● Reading text

======

Replace beam_dead with beam_ssa_dead #1955

bjorng · 2018-09-17T08:12:11Z

This pull request introduces the new beam_ssa_dead pass and removes the beam_dead and beam_split compiler passes. There are also new and improved optimizations in beam_ssa_opt and beam_ssa_type. A few of the optimizations in beam_dead have been moved to beam_jump, beam_a, and beam_peep.

In general, the new optimizations improves the code in many more places than beam_dead does. In a few cases, beam_dead could find optimizations that the new optimization passes fail to find.

For more details, see the individual commit messages.

When creating a phi node for the common exit block of a receive, the code failed to take into account that there could be more than one predecessor to the exit block for each remove_message. Rename exit_predessor/3 to exit_predessors/3 and make it return a list of the predecessors.

When optimizations get more powerful, beam_validator must keep up.

Add normalize/1 to simplify optimizations.

Since beam_ssa:linearize/1 may remove blocks that are unreachable, adjust phi nodes to make sure that they don't refer to discarded blocks or to blocks that no longer branch to the phi node in question.

Add trim_unreachable/1 to remove unreachable blocks and adjust phi nodes.

It is faster to use cerl_sets instead of gb_sets to keep track of seen blocks.

The 'move' instruction can be eliminated in code such as: {test,is_eq_exact,{f,42},[{x,0},{atom,value}]}. {move,{atom,value},{x,0}}. Move that optimization from beam_dead to beam_a. The optimization will be simpler because the 'move' instruction has not yet been moved into a block. Getting rid of 'move' earlier will also save work for later passes. Also move the optimization that eliminates instructions such as from beam_dead to beam_a: {test_is_eq_exact,{f,42},[{x,0},{x,0}]}.

This functionality will soon be needed.

Those optimizations are unsafe if beam_dead has been run before.

A select_val instruction that test whether a register is a boolean like this: {select_val,Reg,{f,Fail},{list,[{atom,true},Lbl,{atom,false},Lbl]}}. can be replaced with an is_boolean test: {test,is_boolean,{f,Fail},[Reg]}. {jump,{f,Lbl}}. This optimization is currently done in beam_dead. However, if done in the beam_peep, it can catch more opportunities to do the optimization, because after having run beam_jump, labels that were different have been coalesced.

Add more instructions to the list of functions that can be safely removed if their values are not used. This is necessary for correctness when doing more aggressive optimizations. Without this change, the 'succeeded' instruction could be optimized away leaving just the instruction followed by an unconditional branch, which the beam_ssa_codegen does not know how to handle. Here is an example: _3 = bs_start_match _1 br label 13 By adding bs_start_match to the list, the bs_start_match instruction will be removed too. (If the result of bs_start_match is actually used, the succeeded instruction would not be removed.) While we are it, rename the misnamed function is_pure/1 to no_side_effect/1 and move it to beam_ssa. is_pure/1 is a bad name because bif:get has no side effect, but is not pure.

======

● Input for this task
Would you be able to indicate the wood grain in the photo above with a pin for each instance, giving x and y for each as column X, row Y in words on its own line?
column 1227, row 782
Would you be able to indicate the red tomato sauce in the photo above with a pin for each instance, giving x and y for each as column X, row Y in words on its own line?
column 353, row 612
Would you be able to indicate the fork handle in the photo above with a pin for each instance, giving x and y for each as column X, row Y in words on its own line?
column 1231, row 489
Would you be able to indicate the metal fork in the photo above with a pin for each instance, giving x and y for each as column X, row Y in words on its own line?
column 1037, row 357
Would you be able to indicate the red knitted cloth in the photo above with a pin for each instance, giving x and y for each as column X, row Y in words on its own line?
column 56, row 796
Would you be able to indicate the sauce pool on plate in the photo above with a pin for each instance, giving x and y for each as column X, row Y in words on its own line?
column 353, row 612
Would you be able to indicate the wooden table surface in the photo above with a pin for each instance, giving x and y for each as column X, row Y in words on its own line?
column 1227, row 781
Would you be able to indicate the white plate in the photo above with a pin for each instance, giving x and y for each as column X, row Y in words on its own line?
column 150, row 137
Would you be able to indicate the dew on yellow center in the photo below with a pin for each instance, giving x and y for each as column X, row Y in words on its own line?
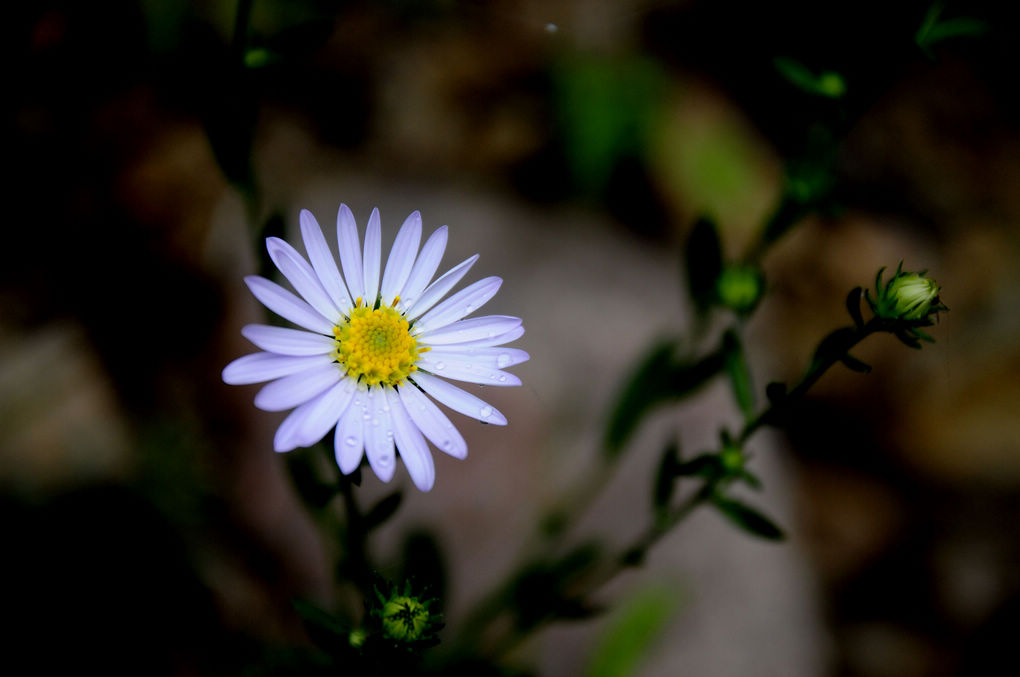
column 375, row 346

======

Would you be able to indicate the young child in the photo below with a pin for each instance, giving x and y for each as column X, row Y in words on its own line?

======

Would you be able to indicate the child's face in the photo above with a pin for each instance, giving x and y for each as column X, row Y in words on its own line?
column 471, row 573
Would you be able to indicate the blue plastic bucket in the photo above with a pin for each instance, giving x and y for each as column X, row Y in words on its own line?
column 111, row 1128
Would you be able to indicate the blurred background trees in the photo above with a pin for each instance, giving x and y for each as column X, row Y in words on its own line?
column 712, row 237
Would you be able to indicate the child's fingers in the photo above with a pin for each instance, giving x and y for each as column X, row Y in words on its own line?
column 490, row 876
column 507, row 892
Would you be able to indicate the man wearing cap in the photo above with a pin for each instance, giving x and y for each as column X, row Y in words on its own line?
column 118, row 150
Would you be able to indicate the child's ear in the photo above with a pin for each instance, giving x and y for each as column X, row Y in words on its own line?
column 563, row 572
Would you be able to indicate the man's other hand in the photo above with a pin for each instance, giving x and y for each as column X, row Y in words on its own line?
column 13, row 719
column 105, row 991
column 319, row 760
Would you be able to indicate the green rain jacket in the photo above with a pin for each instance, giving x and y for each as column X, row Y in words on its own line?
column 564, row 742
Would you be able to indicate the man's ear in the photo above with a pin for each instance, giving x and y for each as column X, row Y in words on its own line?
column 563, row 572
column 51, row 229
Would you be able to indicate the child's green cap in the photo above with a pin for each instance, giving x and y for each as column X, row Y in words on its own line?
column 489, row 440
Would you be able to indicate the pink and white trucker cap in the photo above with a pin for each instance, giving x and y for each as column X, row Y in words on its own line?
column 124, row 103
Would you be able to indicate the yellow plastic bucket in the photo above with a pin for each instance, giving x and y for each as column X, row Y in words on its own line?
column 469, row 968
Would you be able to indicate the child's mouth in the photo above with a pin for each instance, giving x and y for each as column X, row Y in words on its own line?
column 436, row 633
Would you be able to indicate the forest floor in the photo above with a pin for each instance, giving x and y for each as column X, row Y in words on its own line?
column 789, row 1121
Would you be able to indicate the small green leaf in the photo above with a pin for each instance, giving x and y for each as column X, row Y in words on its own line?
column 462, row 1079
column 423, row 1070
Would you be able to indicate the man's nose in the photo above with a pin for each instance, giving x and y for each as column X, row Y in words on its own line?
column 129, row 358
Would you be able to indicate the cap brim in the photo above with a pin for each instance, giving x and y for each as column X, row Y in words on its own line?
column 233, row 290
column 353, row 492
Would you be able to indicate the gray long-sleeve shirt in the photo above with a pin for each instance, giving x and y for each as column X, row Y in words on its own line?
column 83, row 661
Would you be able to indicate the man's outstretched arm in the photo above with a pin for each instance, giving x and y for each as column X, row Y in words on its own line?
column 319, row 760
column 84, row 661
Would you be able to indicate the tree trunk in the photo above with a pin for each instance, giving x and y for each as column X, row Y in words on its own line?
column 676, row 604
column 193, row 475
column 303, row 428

======

● What you will do
1. Sum up the pull request in two sentences.
2. In the rows, from the line with "Would you be able to indicate the man's other" to the line with "column 51, row 229", swap "green rain jacket" for "yellow rain jacket" and give back only those lines.

● Task responses
1. This pull request introduces the new beam_ssa_dead pass, removes the beam_dead and beam_split compiler passes, and adds new and improved optimizations in beam_ssa_opt and beam_ssa_type. A few beam_dead optimizations move to beam_jump, beam_a, and beam_peep, and the new optimizations improve the code in many more places than beam_dead does, though in a few cases beam_dead found optimizations that the new passes miss.

2.
Would you be able to indicate the man's other hand in the photo above with a pin for each instance, giving x and y for each as column X, row Y in words on its own line?
column 13, row 719
column 105, row 991
column 319, row 760
Would you be able to indicate the yellow rain jacket in the photo above with a pin for each instance, giving x and y for each as column X, row Y in words on its own line?
column 564, row 742
Would you be able to indicate the man's ear in the photo above with a pin for each instance, giving x and y for each as column X, row Y in words on its own line?
column 563, row 572
column 51, row 229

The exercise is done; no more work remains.